> [OBJECTIF DE L'EXERCICE]: Renvoyez mot pour mot le passage du texte sur Erasmus+ qui va de "Si la demande" à "par la mobilité.".

> [TEXTE FOURNI]:
►
L'agence consacre 120 millions d'euros à ces 75 000 mobilités. Après la négociation en trilogue de 2013, le programme Erasmus+ verra son budget augmenté de 40 % à l'horizon 2020. Nous utiliserons cette augmentation de la façon la plus rationnelle possible afin de correspondre aux nouveaux impératifs stratégiques de l'Union européenne, aux souhaits de nos ministères de tutelle – ministère de l'Éducation nationale, de l'Enseignement supérieur et de la recherche, et ministère du Travail, de l'emploi et de la formation professionnelle – ainsi qu'aux informations stratégiques que nous transmet le ministère des Affaires étrangères.

Si la demande du public étudiant est très forte, il convient sans doute d'aider plus concrètement les publics qui sont moins informés de l'intérêt d'une mobilité. Notre vocation consiste à aider les étudiants à acquérir des compétences spécifiques ainsi que des compétences non formelles, mais elle consiste également à accompagner les publics qui, pour des raisons sociales ou culturelles, ne sont pas attirés par la mobilité.
◄
> [DONNÉES EXTRAITES]:
►
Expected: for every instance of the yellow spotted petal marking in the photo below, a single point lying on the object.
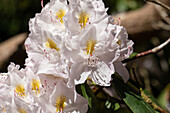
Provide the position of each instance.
(51, 44)
(21, 111)
(119, 42)
(90, 44)
(83, 19)
(60, 14)
(35, 86)
(20, 90)
(60, 103)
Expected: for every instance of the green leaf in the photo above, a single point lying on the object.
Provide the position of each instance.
(85, 91)
(133, 100)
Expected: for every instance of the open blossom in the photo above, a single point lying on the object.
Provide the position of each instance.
(64, 100)
(24, 91)
(45, 54)
(83, 14)
(51, 17)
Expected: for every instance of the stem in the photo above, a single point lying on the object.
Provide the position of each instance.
(152, 51)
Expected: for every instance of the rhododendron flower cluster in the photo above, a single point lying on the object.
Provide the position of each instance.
(69, 42)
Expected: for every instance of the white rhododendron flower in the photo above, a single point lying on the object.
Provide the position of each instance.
(70, 41)
(51, 17)
(45, 52)
(64, 100)
(89, 58)
(83, 14)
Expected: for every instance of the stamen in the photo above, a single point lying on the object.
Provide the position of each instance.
(20, 90)
(92, 61)
(60, 14)
(119, 42)
(90, 44)
(83, 19)
(60, 103)
(51, 44)
(36, 86)
(42, 3)
(117, 22)
(22, 111)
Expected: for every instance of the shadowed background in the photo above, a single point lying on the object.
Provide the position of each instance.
(145, 24)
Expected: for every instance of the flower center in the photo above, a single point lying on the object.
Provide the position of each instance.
(35, 86)
(119, 42)
(51, 44)
(20, 90)
(21, 111)
(83, 19)
(60, 103)
(90, 44)
(60, 14)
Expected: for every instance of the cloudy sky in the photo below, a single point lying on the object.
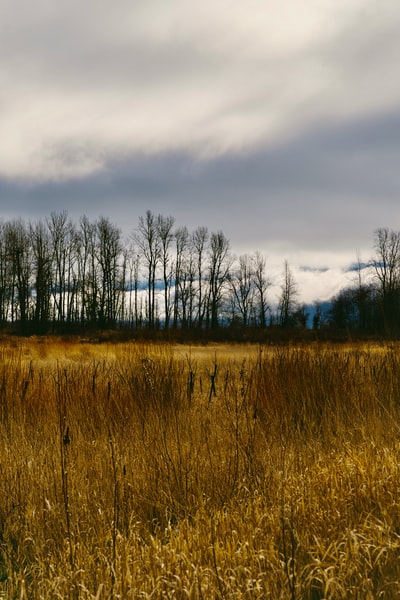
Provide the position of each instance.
(275, 121)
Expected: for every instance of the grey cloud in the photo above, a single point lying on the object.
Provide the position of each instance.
(324, 190)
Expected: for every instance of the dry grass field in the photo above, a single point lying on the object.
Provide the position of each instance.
(155, 471)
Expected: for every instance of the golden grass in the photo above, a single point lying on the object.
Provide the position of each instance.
(154, 471)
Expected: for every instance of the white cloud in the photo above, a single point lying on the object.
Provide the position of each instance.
(84, 83)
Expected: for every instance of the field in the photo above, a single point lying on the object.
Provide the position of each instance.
(159, 471)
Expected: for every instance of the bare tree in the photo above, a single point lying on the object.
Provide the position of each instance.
(19, 257)
(387, 271)
(261, 283)
(243, 289)
(41, 256)
(219, 266)
(165, 225)
(109, 249)
(199, 240)
(287, 302)
(147, 240)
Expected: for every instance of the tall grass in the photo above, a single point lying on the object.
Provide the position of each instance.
(134, 471)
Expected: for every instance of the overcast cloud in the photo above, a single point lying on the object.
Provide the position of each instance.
(276, 122)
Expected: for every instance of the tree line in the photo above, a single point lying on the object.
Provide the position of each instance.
(371, 305)
(57, 275)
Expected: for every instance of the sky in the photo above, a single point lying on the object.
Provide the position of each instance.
(277, 122)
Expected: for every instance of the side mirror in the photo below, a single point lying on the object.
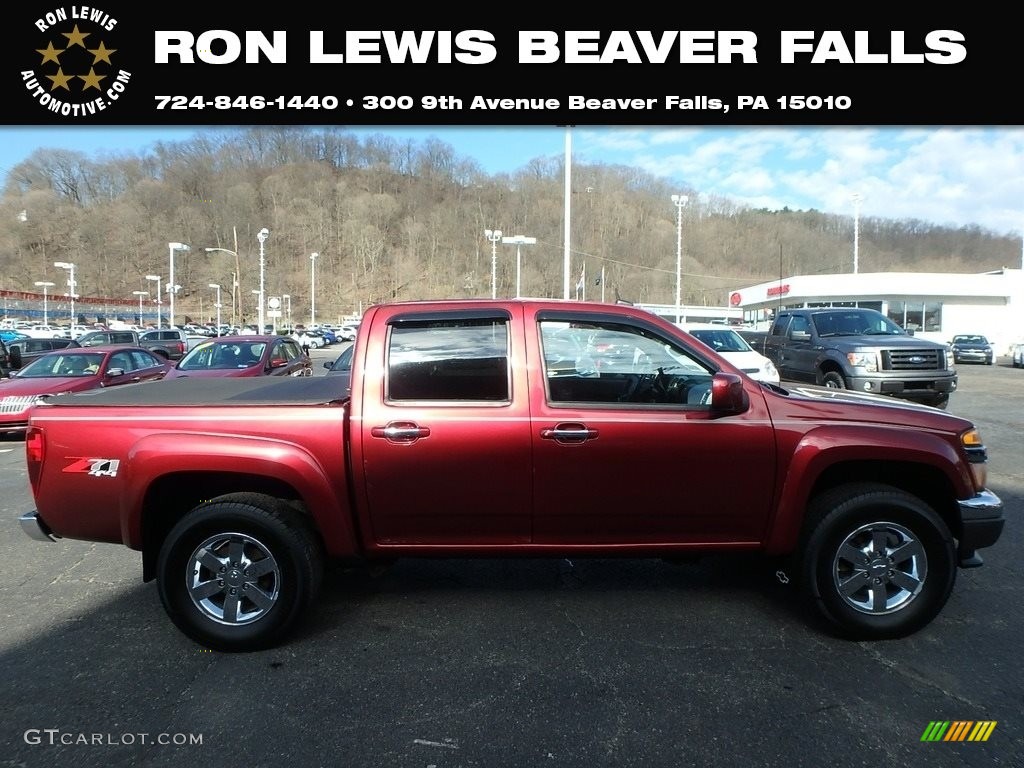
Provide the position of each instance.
(728, 394)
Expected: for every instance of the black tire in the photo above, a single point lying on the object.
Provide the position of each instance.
(239, 608)
(833, 380)
(853, 532)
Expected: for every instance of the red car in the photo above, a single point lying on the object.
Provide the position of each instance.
(73, 370)
(244, 355)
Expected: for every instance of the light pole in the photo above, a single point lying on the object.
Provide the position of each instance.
(679, 201)
(170, 280)
(158, 280)
(44, 285)
(312, 288)
(261, 236)
(856, 228)
(259, 307)
(140, 294)
(235, 280)
(71, 289)
(518, 241)
(217, 286)
(494, 236)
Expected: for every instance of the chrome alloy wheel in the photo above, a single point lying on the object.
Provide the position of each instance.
(232, 579)
(880, 568)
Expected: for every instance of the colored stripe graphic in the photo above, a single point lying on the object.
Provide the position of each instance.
(935, 730)
(958, 730)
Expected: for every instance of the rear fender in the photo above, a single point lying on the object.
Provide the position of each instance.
(157, 456)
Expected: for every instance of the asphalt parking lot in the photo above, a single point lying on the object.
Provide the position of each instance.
(524, 663)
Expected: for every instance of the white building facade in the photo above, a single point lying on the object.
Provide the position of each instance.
(935, 306)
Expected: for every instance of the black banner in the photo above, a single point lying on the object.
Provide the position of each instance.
(118, 64)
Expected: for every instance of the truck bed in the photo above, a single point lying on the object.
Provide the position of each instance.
(310, 390)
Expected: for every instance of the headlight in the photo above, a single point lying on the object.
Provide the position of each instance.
(977, 457)
(866, 360)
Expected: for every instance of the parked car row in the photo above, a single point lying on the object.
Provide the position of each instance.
(78, 368)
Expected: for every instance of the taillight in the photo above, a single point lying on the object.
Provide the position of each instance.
(35, 452)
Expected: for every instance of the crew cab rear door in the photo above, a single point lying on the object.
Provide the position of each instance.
(627, 448)
(443, 445)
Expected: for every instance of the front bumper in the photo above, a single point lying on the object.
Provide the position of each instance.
(907, 386)
(34, 526)
(981, 524)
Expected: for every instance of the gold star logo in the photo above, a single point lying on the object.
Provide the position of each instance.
(76, 38)
(59, 80)
(91, 80)
(102, 53)
(50, 53)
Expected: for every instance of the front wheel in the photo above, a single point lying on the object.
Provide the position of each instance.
(833, 380)
(237, 572)
(878, 562)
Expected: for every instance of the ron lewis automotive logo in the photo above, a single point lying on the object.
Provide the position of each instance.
(74, 69)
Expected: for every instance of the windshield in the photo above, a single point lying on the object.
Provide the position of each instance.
(77, 365)
(215, 355)
(722, 341)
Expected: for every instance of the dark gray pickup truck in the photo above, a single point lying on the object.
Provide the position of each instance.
(858, 349)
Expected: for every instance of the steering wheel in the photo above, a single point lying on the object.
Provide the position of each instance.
(666, 388)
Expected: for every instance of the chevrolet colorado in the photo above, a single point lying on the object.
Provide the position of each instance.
(511, 428)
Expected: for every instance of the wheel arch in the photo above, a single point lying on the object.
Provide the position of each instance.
(174, 473)
(922, 465)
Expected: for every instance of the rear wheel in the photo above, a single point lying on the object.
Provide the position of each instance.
(237, 573)
(877, 562)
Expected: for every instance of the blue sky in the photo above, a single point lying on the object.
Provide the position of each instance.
(943, 175)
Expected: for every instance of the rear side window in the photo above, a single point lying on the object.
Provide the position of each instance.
(451, 359)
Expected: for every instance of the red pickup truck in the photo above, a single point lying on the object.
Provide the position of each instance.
(511, 428)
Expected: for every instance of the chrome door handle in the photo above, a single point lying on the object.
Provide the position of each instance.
(400, 432)
(568, 433)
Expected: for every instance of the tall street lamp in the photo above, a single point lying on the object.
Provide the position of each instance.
(518, 241)
(71, 289)
(494, 236)
(235, 280)
(44, 285)
(261, 236)
(170, 280)
(312, 288)
(217, 286)
(679, 201)
(158, 300)
(856, 228)
(140, 294)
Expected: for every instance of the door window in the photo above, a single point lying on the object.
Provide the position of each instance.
(451, 359)
(617, 364)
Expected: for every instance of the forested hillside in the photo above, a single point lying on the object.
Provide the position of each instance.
(404, 220)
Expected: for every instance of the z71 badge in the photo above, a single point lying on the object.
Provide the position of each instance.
(94, 467)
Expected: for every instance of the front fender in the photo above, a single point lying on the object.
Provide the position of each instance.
(158, 456)
(829, 446)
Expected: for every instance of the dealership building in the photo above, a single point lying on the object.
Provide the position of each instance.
(935, 306)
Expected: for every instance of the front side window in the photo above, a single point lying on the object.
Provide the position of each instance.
(613, 363)
(451, 359)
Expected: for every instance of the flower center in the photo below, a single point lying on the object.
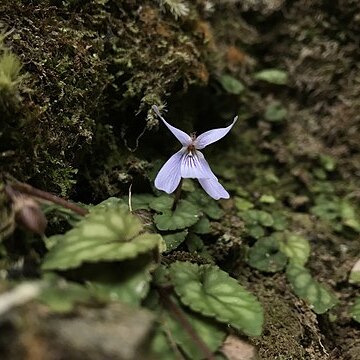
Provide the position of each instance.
(191, 149)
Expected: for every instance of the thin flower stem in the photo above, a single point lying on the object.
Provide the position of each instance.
(177, 195)
(43, 195)
(177, 313)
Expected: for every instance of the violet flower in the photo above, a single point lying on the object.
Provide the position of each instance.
(189, 162)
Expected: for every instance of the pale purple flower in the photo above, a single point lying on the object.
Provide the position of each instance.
(189, 162)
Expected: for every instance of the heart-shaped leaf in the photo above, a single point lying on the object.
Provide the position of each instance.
(105, 234)
(212, 292)
(296, 248)
(317, 295)
(265, 255)
(173, 240)
(202, 226)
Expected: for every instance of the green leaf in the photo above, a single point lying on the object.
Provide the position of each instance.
(273, 76)
(275, 112)
(296, 248)
(280, 221)
(105, 234)
(62, 296)
(256, 231)
(111, 202)
(185, 215)
(210, 332)
(212, 292)
(140, 201)
(355, 310)
(267, 199)
(161, 347)
(206, 204)
(130, 288)
(194, 243)
(328, 162)
(265, 255)
(317, 295)
(173, 240)
(202, 226)
(231, 85)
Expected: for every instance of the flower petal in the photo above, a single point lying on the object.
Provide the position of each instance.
(182, 136)
(194, 165)
(212, 136)
(214, 188)
(169, 175)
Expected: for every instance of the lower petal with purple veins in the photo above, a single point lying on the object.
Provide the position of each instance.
(169, 175)
(214, 188)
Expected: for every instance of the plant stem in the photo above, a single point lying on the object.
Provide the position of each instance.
(180, 317)
(177, 195)
(43, 195)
◄
> [TÂCHE ACCOMPLIE]:
Si la demande du public étudiant est très forte, il convient sans doute d'aider plus concrètement les publics qui sont moins informés de l'intérêt d'une mobilité. Notre vocation consiste à aider les étudiants à acquérir des compétences spécifiques ainsi que des compétences non formelles, mais elle consiste également à accompagner les publics qui, pour des raisons sociales ou culturelles, ne sont pas attirés par la mobilité.